Problem requirements. Rewrite the lines of the data from the one containing "trace blue knit beanie, every instance" through the one containing "Outlines of the blue knit", inclusive, as a numbered list, leaving out any blank lines.

##### Exercise inputs #####

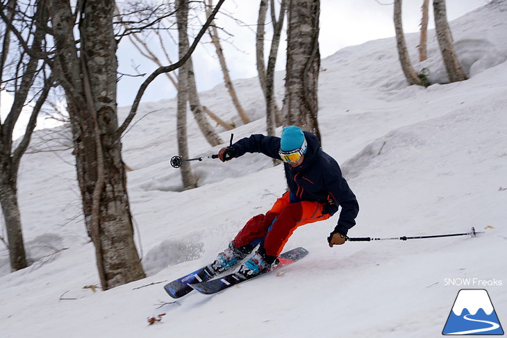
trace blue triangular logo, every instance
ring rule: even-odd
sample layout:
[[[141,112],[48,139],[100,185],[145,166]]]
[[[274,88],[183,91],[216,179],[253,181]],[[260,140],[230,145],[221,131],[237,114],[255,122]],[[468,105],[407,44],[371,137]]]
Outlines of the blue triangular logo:
[[[483,289],[460,290],[442,334],[504,335],[488,291]]]

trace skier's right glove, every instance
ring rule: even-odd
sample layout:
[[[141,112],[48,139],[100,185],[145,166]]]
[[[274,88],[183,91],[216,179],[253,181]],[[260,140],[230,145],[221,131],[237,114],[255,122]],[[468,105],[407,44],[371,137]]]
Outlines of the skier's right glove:
[[[347,240],[347,235],[343,235],[338,231],[333,231],[327,237],[327,242],[329,243],[329,247],[332,248],[334,245],[342,245]]]
[[[226,146],[225,148],[222,148],[218,152],[218,158],[219,158],[222,162],[225,162],[232,160],[235,157],[235,155],[236,149],[232,146]]]

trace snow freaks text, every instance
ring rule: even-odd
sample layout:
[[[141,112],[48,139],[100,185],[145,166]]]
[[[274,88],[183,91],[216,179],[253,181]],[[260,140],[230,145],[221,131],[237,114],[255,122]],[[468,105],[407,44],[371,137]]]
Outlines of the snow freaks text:
[[[448,286],[465,286],[465,287],[501,287],[502,280],[493,279],[480,278],[445,278],[444,285]]]

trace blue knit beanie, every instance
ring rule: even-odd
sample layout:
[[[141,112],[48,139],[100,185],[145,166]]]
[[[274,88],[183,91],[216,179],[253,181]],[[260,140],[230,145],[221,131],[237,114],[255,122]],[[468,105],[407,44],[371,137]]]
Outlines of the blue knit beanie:
[[[299,149],[303,146],[304,141],[305,135],[299,127],[296,126],[285,127],[282,130],[280,149],[283,151]],[[306,149],[304,149],[304,152],[306,152]]]

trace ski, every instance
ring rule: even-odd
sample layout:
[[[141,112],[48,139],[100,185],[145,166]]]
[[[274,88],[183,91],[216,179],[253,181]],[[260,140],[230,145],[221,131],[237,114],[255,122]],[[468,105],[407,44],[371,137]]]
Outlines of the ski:
[[[166,284],[164,285],[164,289],[171,297],[178,298],[194,290],[189,285],[190,283],[205,282],[215,276],[215,273],[213,269],[210,266],[207,265]]]
[[[245,276],[238,272],[233,272],[223,277],[199,282],[190,283],[189,285],[201,294],[213,294],[228,289],[231,287],[250,280],[256,277],[267,273],[278,270],[279,269],[294,263],[308,255],[308,251],[304,248],[296,248],[290,251],[283,253],[278,257],[279,263],[272,269],[261,272],[258,275]]]

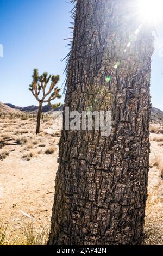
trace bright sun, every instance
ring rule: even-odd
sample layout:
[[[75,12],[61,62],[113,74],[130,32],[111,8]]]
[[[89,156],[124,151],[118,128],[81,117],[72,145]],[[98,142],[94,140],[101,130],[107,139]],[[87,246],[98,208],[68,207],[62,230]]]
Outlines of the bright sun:
[[[158,23],[163,17],[163,0],[140,0],[142,19],[145,22]]]

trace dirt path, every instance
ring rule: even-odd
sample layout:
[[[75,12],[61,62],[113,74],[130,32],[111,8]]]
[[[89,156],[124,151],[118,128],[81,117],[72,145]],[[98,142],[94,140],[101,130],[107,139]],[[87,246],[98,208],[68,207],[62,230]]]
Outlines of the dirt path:
[[[22,125],[23,123],[25,125]],[[32,131],[35,125],[33,120],[16,120],[13,123],[4,120],[0,123],[0,136],[4,136],[8,132],[9,137],[29,138],[24,144],[5,146],[0,149],[0,154],[2,151],[9,152],[9,156],[0,161],[1,222],[8,225],[9,233],[23,228],[24,224],[29,222],[33,223],[35,229],[42,225],[48,229],[50,225],[59,138],[58,135],[53,134],[48,124],[45,122],[41,125],[44,132],[36,137]],[[21,133],[22,127],[24,130],[25,126],[27,132]],[[48,130],[51,131],[49,134]],[[162,135],[151,135],[151,166],[153,160],[158,156],[159,159],[163,160],[163,147],[156,141],[158,138],[161,139],[162,137]],[[54,153],[48,155],[45,153],[46,149],[53,146],[55,148]],[[29,161],[26,161],[23,155],[31,152],[34,156]],[[160,175],[160,170],[153,166],[149,173],[149,197],[146,211],[146,228],[148,234],[155,233],[153,230],[156,229],[161,232],[160,229],[162,228],[163,183]],[[153,218],[155,222],[156,219],[159,220],[159,223],[154,223]],[[149,239],[146,237],[147,243],[149,242]],[[158,243],[161,243],[163,237],[161,238],[161,235],[159,235]]]

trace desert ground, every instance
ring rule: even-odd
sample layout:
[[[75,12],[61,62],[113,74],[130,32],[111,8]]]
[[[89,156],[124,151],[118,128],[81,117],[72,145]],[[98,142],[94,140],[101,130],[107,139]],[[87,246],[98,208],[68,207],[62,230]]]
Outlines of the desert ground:
[[[44,118],[38,135],[35,126],[35,117],[0,118],[0,141],[7,140],[0,144],[0,244],[45,244],[48,239],[60,132],[53,129],[51,117]],[[151,125],[146,245],[163,244],[160,128]]]

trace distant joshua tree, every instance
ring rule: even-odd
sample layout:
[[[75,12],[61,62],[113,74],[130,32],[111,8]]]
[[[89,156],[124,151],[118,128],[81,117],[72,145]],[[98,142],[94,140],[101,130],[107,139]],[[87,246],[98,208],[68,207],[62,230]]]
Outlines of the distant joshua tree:
[[[55,99],[60,99],[61,96],[59,94],[60,89],[56,87],[56,84],[59,80],[59,76],[51,75],[48,74],[46,72],[44,72],[41,76],[39,75],[38,70],[35,69],[33,71],[32,76],[33,81],[32,84],[29,86],[29,90],[30,90],[33,96],[39,102],[39,107],[37,118],[36,134],[40,132],[40,124],[42,111],[42,104],[47,103],[53,108],[60,105],[60,103],[52,105],[51,101]],[[49,89],[47,92],[46,92],[46,89],[49,85]],[[39,95],[42,91],[42,98],[39,99]],[[47,96],[49,97],[46,99]]]

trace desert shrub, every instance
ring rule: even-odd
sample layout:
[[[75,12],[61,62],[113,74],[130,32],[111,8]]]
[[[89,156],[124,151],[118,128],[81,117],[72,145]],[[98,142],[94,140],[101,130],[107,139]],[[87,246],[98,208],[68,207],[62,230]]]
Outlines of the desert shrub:
[[[4,227],[2,223],[0,223],[0,245],[6,245],[6,231],[7,226]]]
[[[21,138],[20,139],[18,139],[17,140],[17,143],[19,145],[23,145],[27,143],[28,140],[26,138]]]
[[[161,133],[163,134],[163,129],[162,128],[160,128],[157,131],[158,133]]]
[[[21,130],[20,131],[16,131],[16,134],[23,134],[23,133],[28,133],[28,130]]]
[[[4,133],[1,135],[1,137],[3,139],[8,139],[11,138],[10,133]]]
[[[50,147],[45,150],[45,153],[49,155],[50,154],[54,153],[55,150],[56,148],[55,147]]]
[[[23,121],[27,120],[28,119],[28,115],[21,115],[21,119]]]
[[[32,152],[30,152],[26,155],[23,156],[23,158],[26,161],[30,160],[30,159],[34,156],[33,153]]]
[[[40,143],[40,144],[39,144],[39,147],[42,147],[42,148],[43,148],[43,147],[45,147],[45,146],[46,146],[46,145],[45,145],[45,144],[43,144],[43,143]]]
[[[2,151],[0,153],[0,160],[3,160],[6,158],[7,156],[9,155],[9,153],[7,151]]]
[[[26,147],[25,149],[33,149],[33,145],[32,143],[29,142],[27,144],[27,146]]]
[[[152,133],[157,132],[158,128],[155,126],[150,125],[149,131],[150,131],[150,132],[152,132]]]

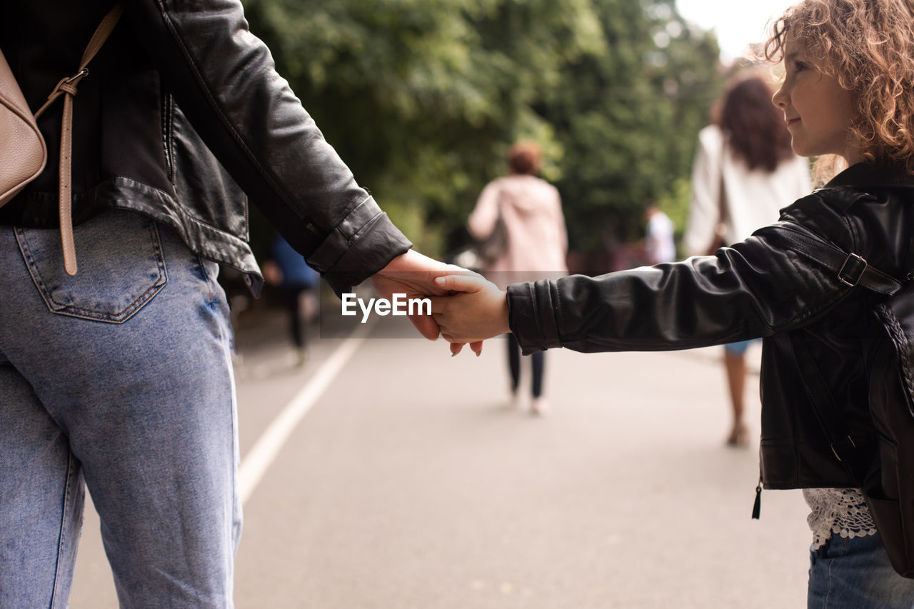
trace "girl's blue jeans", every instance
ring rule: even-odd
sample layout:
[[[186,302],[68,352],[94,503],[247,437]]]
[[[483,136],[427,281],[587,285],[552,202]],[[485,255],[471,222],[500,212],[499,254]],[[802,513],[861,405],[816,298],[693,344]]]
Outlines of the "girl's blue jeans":
[[[66,607],[88,486],[122,607],[229,607],[241,510],[218,267],[148,218],[0,227],[0,607]]]
[[[808,609],[911,609],[914,580],[892,569],[878,535],[834,534],[811,552]]]

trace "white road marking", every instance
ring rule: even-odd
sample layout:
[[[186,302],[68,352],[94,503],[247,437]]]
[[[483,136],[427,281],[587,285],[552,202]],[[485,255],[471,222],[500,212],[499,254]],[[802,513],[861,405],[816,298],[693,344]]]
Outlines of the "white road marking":
[[[314,402],[324,394],[339,371],[356,353],[368,335],[373,324],[359,324],[336,347],[321,368],[314,372],[308,383],[302,388],[282,411],[273,419],[266,431],[248,452],[239,467],[239,493],[244,504],[257,488],[267,469],[276,460],[276,455],[285,445],[292,433],[308,413]]]

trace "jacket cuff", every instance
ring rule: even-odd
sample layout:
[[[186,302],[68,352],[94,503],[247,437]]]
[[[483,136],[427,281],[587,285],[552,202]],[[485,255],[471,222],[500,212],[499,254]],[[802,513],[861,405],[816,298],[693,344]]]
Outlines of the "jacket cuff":
[[[524,355],[561,347],[556,322],[558,290],[541,279],[507,287],[508,326]]]
[[[369,197],[336,225],[307,262],[340,295],[411,247]]]

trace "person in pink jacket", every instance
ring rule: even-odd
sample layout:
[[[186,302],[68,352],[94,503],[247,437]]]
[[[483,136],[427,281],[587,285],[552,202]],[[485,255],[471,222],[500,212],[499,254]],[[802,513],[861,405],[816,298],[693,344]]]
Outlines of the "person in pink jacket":
[[[506,244],[485,274],[502,287],[516,282],[556,279],[568,273],[568,233],[561,198],[554,186],[540,178],[542,153],[538,144],[518,142],[508,152],[509,176],[485,186],[470,215],[470,233],[484,240],[495,230],[501,217]],[[507,335],[511,395],[516,401],[520,385],[520,347]],[[530,356],[533,369],[531,410],[543,414],[543,353]]]

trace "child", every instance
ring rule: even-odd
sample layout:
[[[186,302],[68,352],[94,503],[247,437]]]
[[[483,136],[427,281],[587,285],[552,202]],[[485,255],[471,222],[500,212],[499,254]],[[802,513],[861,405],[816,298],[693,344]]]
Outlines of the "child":
[[[515,283],[506,292],[475,276],[441,277],[455,295],[434,299],[432,312],[452,351],[508,331],[526,353],[677,349],[762,337],[761,478],[768,488],[804,489],[813,508],[809,607],[914,607],[914,580],[892,569],[863,495],[780,348],[784,339],[807,343],[851,437],[872,437],[861,337],[878,297],[792,249],[783,225],[897,279],[914,269],[914,5],[803,0],[775,23],[766,57],[784,61],[773,102],[794,152],[848,166],[786,208],[781,223],[714,256],[600,277]]]

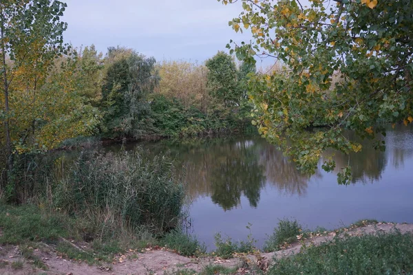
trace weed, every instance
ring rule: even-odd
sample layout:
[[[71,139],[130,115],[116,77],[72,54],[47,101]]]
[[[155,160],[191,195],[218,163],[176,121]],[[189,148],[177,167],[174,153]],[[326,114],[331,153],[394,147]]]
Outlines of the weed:
[[[30,205],[0,204],[0,243],[18,244],[30,241],[55,241],[66,236],[70,221],[59,214],[42,213]]]
[[[264,250],[273,252],[278,250],[285,243],[291,243],[297,241],[297,236],[302,232],[302,226],[297,220],[288,219],[279,220],[278,227],[264,245]]]
[[[48,270],[48,267],[37,256],[33,254],[33,250],[27,246],[21,248],[20,251],[21,255],[28,261],[33,264],[35,267],[43,270]]]
[[[352,223],[352,226],[357,226],[357,227],[362,227],[362,226],[368,226],[370,224],[376,224],[378,223],[379,221],[377,221],[377,220],[375,219],[361,219],[357,221],[356,221],[355,223]]]
[[[204,268],[204,270],[200,273],[200,275],[235,274],[237,269],[237,267],[228,268],[222,265],[209,265]]]
[[[58,185],[54,204],[94,221],[95,236],[110,240],[142,226],[153,233],[177,227],[184,196],[172,164],[164,157],[89,152]]]
[[[0,268],[6,267],[8,264],[7,261],[0,260]]]
[[[23,263],[22,261],[16,261],[12,263],[12,268],[13,270],[21,270],[23,268]]]
[[[103,258],[98,255],[95,256],[92,253],[86,251],[79,250],[76,248],[70,245],[70,244],[65,243],[59,243],[56,247],[56,250],[66,258],[72,260],[85,261],[89,263],[89,265],[96,263],[100,260],[106,260],[107,262],[109,261],[109,260],[106,257],[105,257],[105,258]]]
[[[167,234],[161,240],[161,243],[183,256],[200,256],[206,251],[205,245],[200,243],[195,237],[181,230],[173,230]]]
[[[412,274],[413,234],[377,233],[311,246],[276,260],[268,272],[275,274]]]

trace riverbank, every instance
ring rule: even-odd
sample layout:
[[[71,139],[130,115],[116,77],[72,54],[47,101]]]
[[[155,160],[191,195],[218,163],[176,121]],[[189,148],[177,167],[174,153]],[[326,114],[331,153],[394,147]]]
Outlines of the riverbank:
[[[25,207],[1,206],[1,274],[293,274],[306,270],[341,274],[344,269],[353,274],[413,272],[412,224],[361,221],[348,228],[311,232],[290,222],[288,226],[279,224],[275,231],[282,239],[279,249],[264,252],[252,248],[246,253],[233,250],[224,255],[222,248],[209,254],[197,251],[202,245],[195,243],[195,239],[177,239],[176,236],[169,241],[141,236],[139,240],[124,242],[87,242],[78,234],[81,226],[78,225],[76,233],[69,219],[45,216],[40,209],[27,211]],[[296,230],[299,234],[291,237]],[[222,242],[226,248],[231,243],[240,247],[231,239]],[[193,253],[190,248],[194,249]],[[361,263],[366,265],[364,270],[360,270]]]

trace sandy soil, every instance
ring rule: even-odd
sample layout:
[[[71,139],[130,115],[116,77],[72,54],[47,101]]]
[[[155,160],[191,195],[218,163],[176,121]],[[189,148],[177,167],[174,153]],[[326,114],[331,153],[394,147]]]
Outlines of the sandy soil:
[[[341,232],[333,231],[320,236],[314,235],[304,242],[306,245],[313,243],[317,245],[326,241],[330,241],[337,234],[343,236],[346,234],[357,236],[375,234],[379,231],[388,232],[394,227],[402,233],[413,232],[413,225],[412,224],[379,223],[377,225],[347,228]],[[211,263],[227,267],[254,265],[265,270],[271,265],[273,258],[279,258],[297,253],[300,251],[301,246],[302,244],[297,242],[285,250],[275,252],[262,253],[259,255],[237,256],[229,260],[213,257],[191,258],[164,249],[149,250],[145,253],[132,252],[127,255],[118,257],[116,261],[112,264],[96,266],[63,258],[56,254],[52,248],[45,244],[41,245],[39,249],[34,250],[34,254],[48,267],[47,271],[36,269],[25,260],[21,256],[18,246],[0,247],[0,274],[4,275],[164,274],[171,274],[173,271],[182,269],[192,269],[199,272]],[[12,267],[12,263],[17,261],[23,262],[23,266],[22,268],[14,270]],[[238,270],[238,273],[240,274],[245,274],[246,272],[246,269],[244,268],[240,267]]]

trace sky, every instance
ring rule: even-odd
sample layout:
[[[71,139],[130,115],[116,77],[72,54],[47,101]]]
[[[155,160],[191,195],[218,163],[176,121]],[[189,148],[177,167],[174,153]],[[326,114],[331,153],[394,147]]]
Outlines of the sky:
[[[224,6],[217,0],[67,0],[63,21],[65,42],[74,47],[94,44],[135,49],[156,60],[203,62],[230,39],[249,41],[228,21],[242,12],[240,2]]]

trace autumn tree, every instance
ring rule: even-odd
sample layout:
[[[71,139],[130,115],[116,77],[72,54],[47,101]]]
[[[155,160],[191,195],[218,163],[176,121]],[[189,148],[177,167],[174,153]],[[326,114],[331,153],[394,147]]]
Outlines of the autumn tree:
[[[5,141],[10,199],[18,195],[14,156],[44,152],[89,134],[98,120],[78,93],[76,52],[63,44],[67,24],[60,19],[66,7],[54,0],[0,2],[0,144]]]
[[[138,138],[147,133],[153,121],[147,96],[159,79],[155,58],[133,50],[109,48],[109,65],[102,86],[100,106],[103,133],[111,138]]]
[[[169,98],[178,98],[187,108],[205,111],[209,103],[208,69],[203,65],[182,60],[164,60],[156,66],[160,80],[155,89]]]
[[[237,89],[237,67],[233,58],[224,52],[218,52],[205,62],[208,72],[208,86],[212,96],[225,107],[239,104],[241,98]]]
[[[255,63],[242,62],[240,65],[237,72],[237,89],[243,100],[248,99],[248,80],[256,72],[257,67]]]
[[[43,73],[50,60],[63,50],[63,32],[66,24],[59,21],[66,5],[59,1],[37,1],[10,0],[0,3],[0,50],[2,70],[1,87],[3,107],[1,122],[6,140],[6,171],[12,170],[13,141],[11,122],[13,110],[11,85],[15,78],[26,75],[25,85],[32,91],[33,98]],[[32,124],[36,122],[33,121]],[[32,125],[34,128],[35,125]]]
[[[283,66],[249,82],[254,124],[300,169],[314,173],[328,148],[361,151],[346,130],[374,139],[385,135],[388,124],[413,122],[411,1],[310,0],[308,7],[299,0],[240,2],[244,12],[230,25],[251,32],[253,40],[232,43],[231,52],[252,63],[257,56],[273,57]],[[323,168],[335,166],[328,160]],[[340,168],[339,182],[350,182],[350,168]]]
[[[101,99],[104,63],[94,45],[85,47],[79,56],[79,91],[94,104]]]

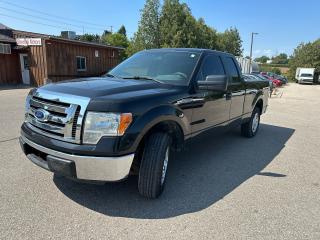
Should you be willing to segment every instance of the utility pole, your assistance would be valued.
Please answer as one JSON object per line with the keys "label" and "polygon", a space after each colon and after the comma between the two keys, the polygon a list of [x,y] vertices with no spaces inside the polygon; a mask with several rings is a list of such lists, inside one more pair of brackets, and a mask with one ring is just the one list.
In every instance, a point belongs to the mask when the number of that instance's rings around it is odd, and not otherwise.
{"label": "utility pole", "polygon": [[252,69],[251,67],[251,62],[252,62],[252,49],[253,49],[253,35],[258,35],[259,33],[255,33],[255,32],[252,32],[251,33],[251,47],[250,47],[250,68]]}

#####

Expected output.
1. trace blue knit beanie, every instance
2. ring rule: even-odd
3. sample layout:
4. [[[141,112],[48,139],[100,185],[145,166]]]
5. [[[274,88],[183,91],[216,179],[253,181]],[[260,140],[230,145],[221,131],[237,114],[255,122]],[[468,105],[407,44],[371,137]]]
6. Outlines of the blue knit beanie:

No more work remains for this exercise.